TASK MATERIAL:
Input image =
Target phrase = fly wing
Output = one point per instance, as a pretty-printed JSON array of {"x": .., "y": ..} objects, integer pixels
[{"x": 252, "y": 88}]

--

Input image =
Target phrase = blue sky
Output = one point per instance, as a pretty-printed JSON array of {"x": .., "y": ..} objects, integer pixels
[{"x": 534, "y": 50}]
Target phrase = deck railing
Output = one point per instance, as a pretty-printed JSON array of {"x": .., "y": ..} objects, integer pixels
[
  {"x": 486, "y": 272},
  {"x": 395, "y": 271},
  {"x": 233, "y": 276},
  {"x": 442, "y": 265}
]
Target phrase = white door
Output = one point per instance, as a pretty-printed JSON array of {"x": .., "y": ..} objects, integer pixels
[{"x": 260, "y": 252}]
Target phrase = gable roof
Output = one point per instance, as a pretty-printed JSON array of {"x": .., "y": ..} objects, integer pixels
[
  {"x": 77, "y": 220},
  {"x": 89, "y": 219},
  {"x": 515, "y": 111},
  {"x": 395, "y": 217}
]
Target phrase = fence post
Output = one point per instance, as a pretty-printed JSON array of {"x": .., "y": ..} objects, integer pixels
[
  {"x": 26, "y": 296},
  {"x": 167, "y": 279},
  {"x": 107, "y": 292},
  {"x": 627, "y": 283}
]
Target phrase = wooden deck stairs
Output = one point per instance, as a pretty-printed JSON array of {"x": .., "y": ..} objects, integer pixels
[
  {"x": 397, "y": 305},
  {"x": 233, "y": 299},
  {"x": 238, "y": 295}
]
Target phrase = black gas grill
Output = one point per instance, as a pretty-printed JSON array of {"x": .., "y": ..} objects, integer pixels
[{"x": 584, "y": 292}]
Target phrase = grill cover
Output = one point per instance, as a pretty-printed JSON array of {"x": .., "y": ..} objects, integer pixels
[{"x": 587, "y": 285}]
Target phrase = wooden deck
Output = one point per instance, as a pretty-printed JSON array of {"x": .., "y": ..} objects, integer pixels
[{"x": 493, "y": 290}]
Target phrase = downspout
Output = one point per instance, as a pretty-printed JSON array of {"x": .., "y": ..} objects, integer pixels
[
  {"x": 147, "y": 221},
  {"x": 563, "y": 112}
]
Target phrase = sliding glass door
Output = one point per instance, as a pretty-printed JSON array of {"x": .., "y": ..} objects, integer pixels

WRITTEN INSTRUCTION: Select and copy out every line in the records that contains the word "deck".

THE ANSWER:
Target phrase = deck railing
Target phrase = wooden deck stairs
Target phrase = wooden deck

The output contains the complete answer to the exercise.